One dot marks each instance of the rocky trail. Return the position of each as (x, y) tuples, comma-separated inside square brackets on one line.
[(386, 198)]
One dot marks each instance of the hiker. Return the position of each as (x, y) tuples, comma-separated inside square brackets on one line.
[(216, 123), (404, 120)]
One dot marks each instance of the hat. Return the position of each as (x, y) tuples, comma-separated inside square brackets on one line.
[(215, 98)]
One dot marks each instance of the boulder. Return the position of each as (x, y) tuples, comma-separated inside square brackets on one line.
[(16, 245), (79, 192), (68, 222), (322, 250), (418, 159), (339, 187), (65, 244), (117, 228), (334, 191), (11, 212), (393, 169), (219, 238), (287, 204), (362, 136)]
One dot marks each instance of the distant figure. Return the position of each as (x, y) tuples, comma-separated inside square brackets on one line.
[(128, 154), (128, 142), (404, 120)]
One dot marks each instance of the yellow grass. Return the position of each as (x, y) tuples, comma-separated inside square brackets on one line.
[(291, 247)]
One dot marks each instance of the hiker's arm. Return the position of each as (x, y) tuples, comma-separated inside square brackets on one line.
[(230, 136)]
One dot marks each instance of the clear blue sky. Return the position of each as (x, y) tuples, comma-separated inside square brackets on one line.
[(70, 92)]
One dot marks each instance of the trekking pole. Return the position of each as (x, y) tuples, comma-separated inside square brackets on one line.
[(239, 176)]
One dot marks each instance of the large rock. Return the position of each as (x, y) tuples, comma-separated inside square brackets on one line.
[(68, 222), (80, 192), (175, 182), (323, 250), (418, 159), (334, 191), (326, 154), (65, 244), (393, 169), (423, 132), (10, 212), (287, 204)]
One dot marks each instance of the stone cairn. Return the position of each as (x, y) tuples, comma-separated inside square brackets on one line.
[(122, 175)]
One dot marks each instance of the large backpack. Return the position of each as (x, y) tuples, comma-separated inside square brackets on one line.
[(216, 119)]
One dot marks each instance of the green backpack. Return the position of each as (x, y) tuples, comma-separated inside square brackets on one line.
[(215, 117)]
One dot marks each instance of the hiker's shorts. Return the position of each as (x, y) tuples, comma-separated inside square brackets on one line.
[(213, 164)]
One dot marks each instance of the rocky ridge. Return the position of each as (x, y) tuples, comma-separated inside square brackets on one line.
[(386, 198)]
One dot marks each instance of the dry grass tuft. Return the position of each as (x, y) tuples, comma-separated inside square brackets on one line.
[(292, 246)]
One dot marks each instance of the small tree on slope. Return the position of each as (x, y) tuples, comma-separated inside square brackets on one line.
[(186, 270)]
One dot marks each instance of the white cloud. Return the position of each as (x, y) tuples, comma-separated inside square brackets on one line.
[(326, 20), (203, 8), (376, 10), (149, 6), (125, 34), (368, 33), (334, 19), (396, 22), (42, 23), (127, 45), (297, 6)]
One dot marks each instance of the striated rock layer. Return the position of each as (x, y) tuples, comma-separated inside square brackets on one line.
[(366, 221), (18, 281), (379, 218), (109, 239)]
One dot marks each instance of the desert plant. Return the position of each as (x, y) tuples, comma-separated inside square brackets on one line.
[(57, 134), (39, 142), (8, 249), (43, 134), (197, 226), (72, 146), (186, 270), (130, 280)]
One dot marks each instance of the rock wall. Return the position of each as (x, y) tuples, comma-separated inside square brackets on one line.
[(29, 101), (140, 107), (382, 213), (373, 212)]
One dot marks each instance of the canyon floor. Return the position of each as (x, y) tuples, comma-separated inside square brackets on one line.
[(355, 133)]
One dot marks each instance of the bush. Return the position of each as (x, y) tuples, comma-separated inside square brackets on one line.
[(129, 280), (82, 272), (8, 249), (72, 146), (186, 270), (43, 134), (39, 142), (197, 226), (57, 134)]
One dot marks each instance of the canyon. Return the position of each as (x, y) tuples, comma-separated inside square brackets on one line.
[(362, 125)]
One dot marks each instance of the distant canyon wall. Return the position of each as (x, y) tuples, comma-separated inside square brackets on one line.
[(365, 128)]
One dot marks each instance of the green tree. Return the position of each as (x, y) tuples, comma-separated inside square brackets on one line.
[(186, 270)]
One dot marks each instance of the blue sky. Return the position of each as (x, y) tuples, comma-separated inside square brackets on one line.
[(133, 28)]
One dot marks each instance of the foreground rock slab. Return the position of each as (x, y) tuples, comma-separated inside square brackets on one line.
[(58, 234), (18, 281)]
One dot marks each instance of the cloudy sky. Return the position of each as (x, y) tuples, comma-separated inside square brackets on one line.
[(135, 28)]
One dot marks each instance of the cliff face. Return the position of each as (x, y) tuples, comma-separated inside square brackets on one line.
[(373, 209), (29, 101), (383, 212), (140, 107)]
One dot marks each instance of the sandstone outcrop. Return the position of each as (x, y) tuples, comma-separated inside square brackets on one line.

### AIM:
Render every line of the entries above as a JSON array of strings, one string per line, omitting any blank lines.

### REPLY TO THE TASK:
[
  "One dot marks each instance of the rocky trail. Return the position of each as (x, y) tuples, comma-separated inside square brackets on one line.",
  "[(386, 198)]",
  "One dot marks each instance of the hiker. Return the position of each as (x, y) tuples, comma-separated inside square brackets on one line.",
  "[(216, 123), (404, 120)]",
  "One dot marks each instance of the hat. Return the position of each as (x, y) tuples, comma-separated inside square brackets on one line.",
  "[(215, 98)]",
  "One dot marks each instance of the boulder. Return the position of each as (x, y) tuples, comma-separated inside square brackets on one line.",
  "[(16, 245), (79, 192), (68, 222), (322, 250), (418, 159), (339, 187), (65, 244), (117, 228), (334, 191), (11, 212), (393, 169), (219, 238), (287, 204), (362, 136)]",
  "One dot marks each instance of the distant figure. Return the position of each as (x, y) tuples, comma-separated inside square brackets on one line.",
  "[(128, 154), (128, 142), (404, 120)]",
  "One dot marks each instance of the yellow grass. Return the position of each as (x, y) tuples, comma-separated inside square brackets on one line.",
  "[(291, 247)]",
  "One dot marks each instance of the hiker's arm. Return the position of each as (x, y) tuples, comma-separated inside square brackets on one line.",
  "[(230, 136)]",
  "One dot marks each instance of the clear blue sky. Return the position of each as (x, y) tuples, comma-separated inside square brackets on one line.",
  "[(70, 92)]",
  "One dot marks each instance of the trekking pole. Return the position of each as (x, y) tuples, comma-separated inside square brackets on one line.",
  "[(239, 176)]",
  "One dot marks each instance of the large rock. Return the position of each as (x, y) tuples, comma-separated inside square brackets on one line.",
  "[(68, 222), (80, 192), (175, 182), (323, 250), (418, 159), (334, 191), (326, 154), (65, 244), (393, 169), (423, 132), (10, 212), (287, 204)]",
  "One dot marks each instance of the stone cairn. Return the position of each as (x, y) tuples, comma-separated inside square brackets on one line.",
  "[(122, 175)]",
  "One dot marks each instance of the large backpack. Return the position of each as (x, y) tuples, comma-separated inside square brackets on one line.",
  "[(216, 119)]",
  "One dot marks each instance of the green backpack. Return the position of each as (x, y) tuples, comma-separated inside square brackets on one line.",
  "[(215, 117)]",
  "One dot marks each instance of the hiker's shorts. Return the position of each as (x, y) tuples, comma-separated inside square brackets on one line.",
  "[(213, 164)]",
  "One dot marks each instance of the rocky ridge. Return the position of each as (x, y) tuples, comma-separated inside square brackets on one line.",
  "[(386, 198)]",
  "One dot marks each instance of the dry grass tuft. Return the position of each as (x, y) tuples, comma-separated inside square brackets on one line.",
  "[(292, 246)]",
  "One dot marks each instance of the small tree on slope. Return the position of each as (x, y) tuples, comma-separated inside square brackets on one line.",
  "[(186, 270)]",
  "One dot marks each instance of the white cloud. Return the position of each as (x, y) tuples, comma-separated inside square brackets on one line.",
  "[(326, 20), (203, 8), (376, 10), (149, 6), (125, 34), (368, 33), (334, 19), (396, 22), (42, 23), (127, 45), (297, 6)]",
  "One dot marks each instance of the striated rock layer. Return the position of each as (x, y) tuples, comma-separated inside square brackets on one line.",
  "[(366, 221), (18, 281), (379, 218), (109, 239)]",
  "One dot marks each instance of the desert plant. Return the position of each as (x, y) tuples, comma-separated inside square brackets on one line.",
  "[(57, 134), (39, 142), (8, 249), (43, 134), (197, 226), (72, 146), (186, 270), (130, 280)]",
  "One dot marks each instance of the rock wall. Return the position of each as (x, y) tuples, comma-separated inside square brackets on one line.",
  "[(29, 101), (140, 107), (382, 213), (373, 212)]",
  "One dot marks each instance of the canyon floor. Return the position of each as (x, y) tuples, comma-separated inside square brackets on one line.",
  "[(355, 133)]",
  "One dot marks each instance of the bush. Return the position of each as (x, y) tuples, comma-separated inside square brackets on one line.",
  "[(129, 280), (82, 272), (8, 249), (72, 146), (186, 270), (43, 134), (39, 142), (197, 226), (57, 134)]",
  "One dot marks each instance of the canyon. Return the position of each as (x, y) tuples, comma-separated inside square brackets on one line.",
  "[(362, 125)]",
  "One dot marks each instance of the distant canyon wall. Return the position of each as (x, y) tuples, comma-separated inside square brackets on one line.",
  "[(365, 128)]",
  "One dot marks each instance of the green tree. Return the position of each as (x, y) tuples, comma-separated inside square brackets on one line.",
  "[(186, 270)]",
  "One dot marks each instance of the blue sky. Return the position of each as (x, y) tuples, comma-separated inside square brackets on one line.",
  "[(133, 28)]",
  "One dot marks each instance of the foreground rock slab. Return the position of each as (x, y) tuples, comma-separated inside square brackets on one line.",
  "[(58, 234), (18, 281)]",
  "One dot marks each instance of the cloudy sky. Return the position of each as (x, y) tuples, comma-separated inside square brackets on one line.",
  "[(135, 28)]",
  "One dot marks each instance of the cliff face. Return the position of each as (x, y) tuples, comma-separated inside square brackets on one line.",
  "[(373, 209), (29, 101), (383, 212), (140, 107)]",
  "One dot marks each instance of the sandstone outcrop. Return the position of each as (x, y) tuples, comma-separated inside square brackets on one line."
]